= What to work on =
1. From the pond thread, copy the passage that begins at the words "# my ocar pond" and stops after "(Jul 9, 2008)".
2. Decide whether each statement agrees with the pond thread, and answer yes or no, quoting the words that settle it: (a) The pond is kept inside the owner's house. (b) The pond holds roughly 774 US gallons. (c) The owner wants oscars to be the main fish in the pond.

** begin Document extract **

# my ocar pond nearly done check out pics



## Dazt8 (Apr 10, 2009)

http://s630.photobucket.com/albums/uu25 ... mview=grid


----------



## chris350 (Jul 9, 2008)

sweet, what kind of filtration system are you using for that..... and that's inside your house?


----------



## Dazt8 (Apr 10, 2009)

its in my shed out my back garden i am using the SKIPPY FILTER check it out here so far so good with it water is spotless............. http://www.skippysstuff.com/biofiltr.htm


----------



## TheFishGuy (Apr 21, 2005)

Very cool indeed :fish: =D> :thumb:


----------



## madjecks (Jun 8, 2009)

thats pretty awesome


----------



## heylady (Oct 14, 2004)

WOW!! 

That is amazing!! How many gallons/liters do you figure it holds???


----------



## Dazt8 (Apr 10, 2009)

774 us gallons r there abouts


----------



## BlackShark11k (Feb 16, 2007)

wow, that's a very interesting pond thingie you got goin' there! 

what's the stock, exactly?


----------



## Dazt8 (Apr 10, 2009)

at the moment 9 2.5 inch albino tiger long finned oscars(i am going to get rid of these and just stick to normal ones) .2 red oscars 2 inch.3 albino tiger oscars 2 inch.have ordered 5 2inch tiger oscars from local pet store hope to have next week.also ordered 8 Silver Dollars - 2 Severum 1 green 1 gold.1 green terror and 4 convicts i am also thinking about 1 blue jack Dempsy:and may be 1 Texas cichlid . i want to keep the oscars as the main fish in the pond .


----------



## Dazt8 (Apr 10, 2009)




----------



## eddy (Jan 16, 2009)

Dazt8 said:


> at the moment 9 2.5 inch albino tiger long finned oscars(i am going to get rid of these and just stick to normal ones) .2 red oscars 2 inch.3 albino tiger oscars 2 inch.have ordered 5 2inch tiger oscars from local pet store hope to have next week.also ordered 8 Silver Dollars - 2 Severum 1 green 1 gold.1 green terror and 4 convicts i am also thinking about 1 blue jack Dempsy:and may be 1 Texas cichlid . i want to keep the oscars as the main fish in the pond .


lol so eventually 8 million convicts.


----------



## Dazt8 (Apr 10, 2009)

r alot of well fed oscars
:thumb:


----------

** end Document extract **
** begin Data lines **

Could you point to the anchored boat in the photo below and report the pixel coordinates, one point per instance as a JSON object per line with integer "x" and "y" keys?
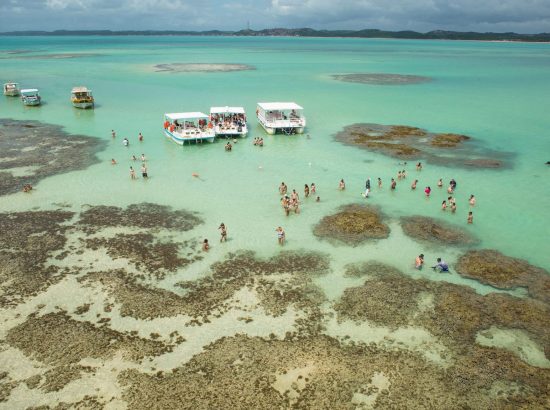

** end Data lines **
** begin Data lines **

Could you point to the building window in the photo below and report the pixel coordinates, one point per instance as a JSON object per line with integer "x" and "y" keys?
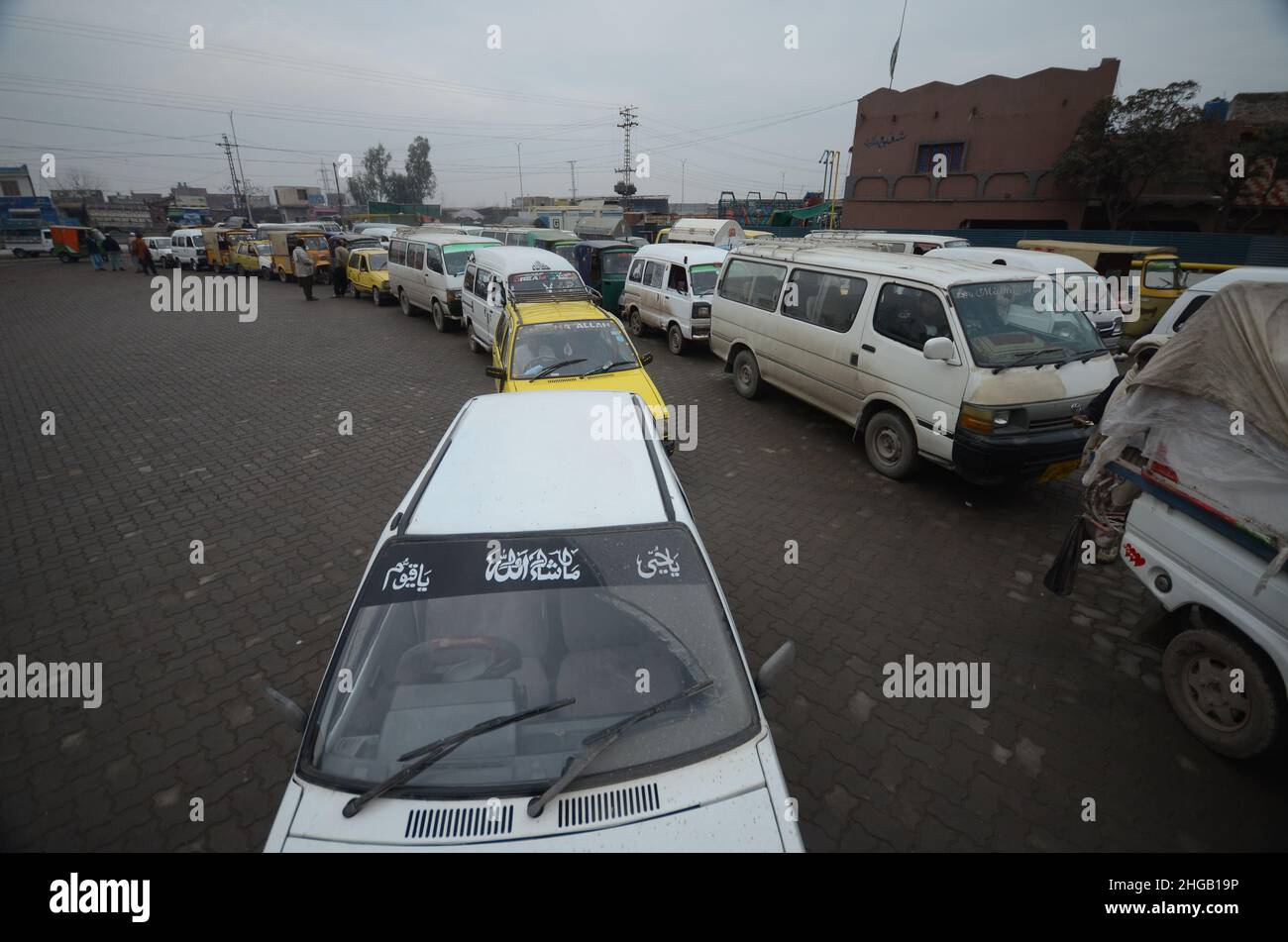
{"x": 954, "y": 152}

** end Data lines **

= Solutions below =
1.
# my ocar pond nearly done check out pics



## Dazt8 (Apr 10, 2009)

http://s630.photobucket.com/albums/uu25 ... mview=grid


----------



## chris350 (Jul 9, 2008)

2.
(a) No: "its in my shed out my back garden"
(b) Yes: "774 us gallons r there abouts"
(c) Yes: "i want to keep the oscars as the main fish in the pond"